REQUEST ▸ Find each line in the items below that contains the word "dark", and copy those lines.

[Excerpts of labeled region data]
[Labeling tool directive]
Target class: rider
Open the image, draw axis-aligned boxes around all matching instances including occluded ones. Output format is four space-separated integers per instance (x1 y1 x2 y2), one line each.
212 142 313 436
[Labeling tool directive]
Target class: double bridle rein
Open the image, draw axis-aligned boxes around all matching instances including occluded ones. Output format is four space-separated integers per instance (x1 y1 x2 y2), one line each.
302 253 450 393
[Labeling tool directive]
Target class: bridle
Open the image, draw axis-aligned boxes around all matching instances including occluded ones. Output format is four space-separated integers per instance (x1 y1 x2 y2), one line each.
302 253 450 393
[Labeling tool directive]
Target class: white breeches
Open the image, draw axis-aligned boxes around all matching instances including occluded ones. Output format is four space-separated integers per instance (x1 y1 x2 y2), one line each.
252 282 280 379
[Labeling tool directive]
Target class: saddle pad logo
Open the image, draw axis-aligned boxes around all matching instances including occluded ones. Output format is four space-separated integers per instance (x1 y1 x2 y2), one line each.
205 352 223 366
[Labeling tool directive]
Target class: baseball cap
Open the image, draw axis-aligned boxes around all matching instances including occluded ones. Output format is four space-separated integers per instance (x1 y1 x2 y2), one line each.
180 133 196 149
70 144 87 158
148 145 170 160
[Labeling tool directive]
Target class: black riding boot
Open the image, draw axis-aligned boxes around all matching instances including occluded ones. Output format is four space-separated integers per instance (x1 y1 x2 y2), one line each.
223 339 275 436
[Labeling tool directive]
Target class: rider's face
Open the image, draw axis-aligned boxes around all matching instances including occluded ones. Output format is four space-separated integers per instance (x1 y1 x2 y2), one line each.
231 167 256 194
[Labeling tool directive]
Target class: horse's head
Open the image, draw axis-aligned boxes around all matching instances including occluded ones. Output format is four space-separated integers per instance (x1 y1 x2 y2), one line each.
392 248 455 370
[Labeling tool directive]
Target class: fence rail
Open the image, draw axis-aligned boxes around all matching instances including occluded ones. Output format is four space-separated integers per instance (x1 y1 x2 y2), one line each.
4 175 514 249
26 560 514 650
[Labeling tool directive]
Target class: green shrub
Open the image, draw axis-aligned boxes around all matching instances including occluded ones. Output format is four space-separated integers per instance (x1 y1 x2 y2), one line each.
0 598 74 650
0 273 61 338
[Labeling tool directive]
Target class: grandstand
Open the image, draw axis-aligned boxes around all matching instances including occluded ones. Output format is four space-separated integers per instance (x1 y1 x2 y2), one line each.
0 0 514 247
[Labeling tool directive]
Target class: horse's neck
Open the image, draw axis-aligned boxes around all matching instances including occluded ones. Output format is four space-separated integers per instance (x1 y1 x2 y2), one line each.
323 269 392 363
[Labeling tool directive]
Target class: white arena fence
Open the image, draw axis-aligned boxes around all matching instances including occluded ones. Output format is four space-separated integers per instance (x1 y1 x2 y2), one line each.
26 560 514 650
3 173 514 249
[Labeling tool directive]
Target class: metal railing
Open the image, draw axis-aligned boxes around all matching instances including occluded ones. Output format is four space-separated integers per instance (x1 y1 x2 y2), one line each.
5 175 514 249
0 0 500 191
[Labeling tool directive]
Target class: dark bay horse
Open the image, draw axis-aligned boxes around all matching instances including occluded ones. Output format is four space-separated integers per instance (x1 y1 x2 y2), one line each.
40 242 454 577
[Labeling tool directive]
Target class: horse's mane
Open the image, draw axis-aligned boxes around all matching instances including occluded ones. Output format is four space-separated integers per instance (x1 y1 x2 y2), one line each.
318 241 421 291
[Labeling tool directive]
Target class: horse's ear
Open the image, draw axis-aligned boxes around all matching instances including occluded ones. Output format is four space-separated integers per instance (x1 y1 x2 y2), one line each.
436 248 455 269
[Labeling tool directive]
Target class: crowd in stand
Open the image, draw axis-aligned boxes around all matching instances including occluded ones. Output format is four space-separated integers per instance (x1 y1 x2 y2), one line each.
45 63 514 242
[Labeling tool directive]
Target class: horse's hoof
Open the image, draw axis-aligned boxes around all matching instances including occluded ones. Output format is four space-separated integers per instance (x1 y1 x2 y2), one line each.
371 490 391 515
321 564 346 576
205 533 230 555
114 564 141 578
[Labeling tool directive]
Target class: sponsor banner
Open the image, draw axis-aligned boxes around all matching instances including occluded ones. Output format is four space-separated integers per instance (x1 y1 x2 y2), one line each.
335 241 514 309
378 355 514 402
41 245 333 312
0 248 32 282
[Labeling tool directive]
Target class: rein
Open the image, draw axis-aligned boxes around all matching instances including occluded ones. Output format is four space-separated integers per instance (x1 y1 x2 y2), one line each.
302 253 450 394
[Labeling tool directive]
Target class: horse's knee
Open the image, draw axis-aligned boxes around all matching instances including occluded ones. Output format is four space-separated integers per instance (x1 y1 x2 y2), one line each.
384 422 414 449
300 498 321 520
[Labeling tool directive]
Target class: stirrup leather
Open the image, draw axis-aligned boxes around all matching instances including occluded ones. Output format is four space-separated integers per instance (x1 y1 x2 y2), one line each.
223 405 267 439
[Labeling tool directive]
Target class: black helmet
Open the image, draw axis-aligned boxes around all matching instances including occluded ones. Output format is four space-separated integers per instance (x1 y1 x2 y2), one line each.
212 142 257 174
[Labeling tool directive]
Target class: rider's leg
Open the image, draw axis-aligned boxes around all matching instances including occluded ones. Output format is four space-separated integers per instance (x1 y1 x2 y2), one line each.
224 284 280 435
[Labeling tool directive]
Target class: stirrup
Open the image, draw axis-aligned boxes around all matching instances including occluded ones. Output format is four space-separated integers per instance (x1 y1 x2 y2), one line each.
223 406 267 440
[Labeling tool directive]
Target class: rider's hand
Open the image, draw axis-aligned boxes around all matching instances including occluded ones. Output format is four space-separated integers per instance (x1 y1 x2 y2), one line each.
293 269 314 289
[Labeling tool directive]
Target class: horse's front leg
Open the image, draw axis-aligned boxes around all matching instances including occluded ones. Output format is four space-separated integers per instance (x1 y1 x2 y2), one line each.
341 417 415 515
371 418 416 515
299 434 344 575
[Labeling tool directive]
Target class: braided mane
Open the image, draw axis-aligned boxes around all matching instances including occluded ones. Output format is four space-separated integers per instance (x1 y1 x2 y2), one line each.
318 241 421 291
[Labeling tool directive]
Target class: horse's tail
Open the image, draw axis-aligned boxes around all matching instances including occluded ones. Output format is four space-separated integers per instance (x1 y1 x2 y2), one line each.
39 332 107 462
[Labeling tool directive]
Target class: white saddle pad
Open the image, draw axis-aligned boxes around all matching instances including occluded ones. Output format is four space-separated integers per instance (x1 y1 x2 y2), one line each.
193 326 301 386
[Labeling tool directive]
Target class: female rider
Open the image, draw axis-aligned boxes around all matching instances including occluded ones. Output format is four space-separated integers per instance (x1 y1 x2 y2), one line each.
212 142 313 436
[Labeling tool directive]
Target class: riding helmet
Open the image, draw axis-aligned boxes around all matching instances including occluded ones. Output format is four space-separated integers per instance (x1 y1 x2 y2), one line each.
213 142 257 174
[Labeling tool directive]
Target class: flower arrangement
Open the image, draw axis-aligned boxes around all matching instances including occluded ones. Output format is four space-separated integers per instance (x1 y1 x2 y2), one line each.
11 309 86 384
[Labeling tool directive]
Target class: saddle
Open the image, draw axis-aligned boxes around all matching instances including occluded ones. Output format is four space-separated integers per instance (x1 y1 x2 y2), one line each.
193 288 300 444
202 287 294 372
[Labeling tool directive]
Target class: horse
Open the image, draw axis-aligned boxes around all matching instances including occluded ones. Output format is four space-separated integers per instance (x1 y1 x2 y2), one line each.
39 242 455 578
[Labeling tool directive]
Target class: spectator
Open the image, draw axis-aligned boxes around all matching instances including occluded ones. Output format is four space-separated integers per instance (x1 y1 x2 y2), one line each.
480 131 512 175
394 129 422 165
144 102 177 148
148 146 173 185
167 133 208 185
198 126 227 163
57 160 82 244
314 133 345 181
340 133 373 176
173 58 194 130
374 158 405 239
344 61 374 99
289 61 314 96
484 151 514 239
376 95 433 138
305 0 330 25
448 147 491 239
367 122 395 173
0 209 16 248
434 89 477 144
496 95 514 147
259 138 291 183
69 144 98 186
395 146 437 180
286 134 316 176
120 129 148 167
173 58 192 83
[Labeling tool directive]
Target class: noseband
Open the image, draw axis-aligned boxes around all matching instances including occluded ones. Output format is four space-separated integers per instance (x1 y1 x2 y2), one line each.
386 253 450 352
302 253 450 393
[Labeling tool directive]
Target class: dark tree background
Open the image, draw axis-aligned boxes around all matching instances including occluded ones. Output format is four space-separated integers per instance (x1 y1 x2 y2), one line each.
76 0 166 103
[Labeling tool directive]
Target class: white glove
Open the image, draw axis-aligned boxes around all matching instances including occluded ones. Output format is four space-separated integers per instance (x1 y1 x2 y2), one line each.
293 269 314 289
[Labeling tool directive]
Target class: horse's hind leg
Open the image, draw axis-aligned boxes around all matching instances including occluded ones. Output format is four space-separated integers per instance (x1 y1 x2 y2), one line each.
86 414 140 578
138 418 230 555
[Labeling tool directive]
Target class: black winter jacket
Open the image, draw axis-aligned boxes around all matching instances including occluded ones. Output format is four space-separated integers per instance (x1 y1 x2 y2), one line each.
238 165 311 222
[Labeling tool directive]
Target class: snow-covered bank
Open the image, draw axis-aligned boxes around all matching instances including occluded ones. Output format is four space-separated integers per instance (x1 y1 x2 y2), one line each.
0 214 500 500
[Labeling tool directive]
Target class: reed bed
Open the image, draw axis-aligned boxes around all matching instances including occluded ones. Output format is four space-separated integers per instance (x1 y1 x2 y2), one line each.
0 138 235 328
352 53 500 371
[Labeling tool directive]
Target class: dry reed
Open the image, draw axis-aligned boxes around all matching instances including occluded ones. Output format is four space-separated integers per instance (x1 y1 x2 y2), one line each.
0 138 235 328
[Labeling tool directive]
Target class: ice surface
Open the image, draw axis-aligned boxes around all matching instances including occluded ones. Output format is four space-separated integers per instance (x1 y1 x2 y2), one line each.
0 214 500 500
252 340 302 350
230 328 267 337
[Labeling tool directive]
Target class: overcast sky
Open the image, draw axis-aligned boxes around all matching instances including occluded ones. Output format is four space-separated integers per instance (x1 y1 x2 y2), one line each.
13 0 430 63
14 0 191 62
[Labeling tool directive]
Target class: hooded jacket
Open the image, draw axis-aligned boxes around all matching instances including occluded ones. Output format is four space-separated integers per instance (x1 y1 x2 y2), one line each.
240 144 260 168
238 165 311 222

RESPONSE TO THIS TASK ▸
Target class: dark bay horse
Target class: dark tree background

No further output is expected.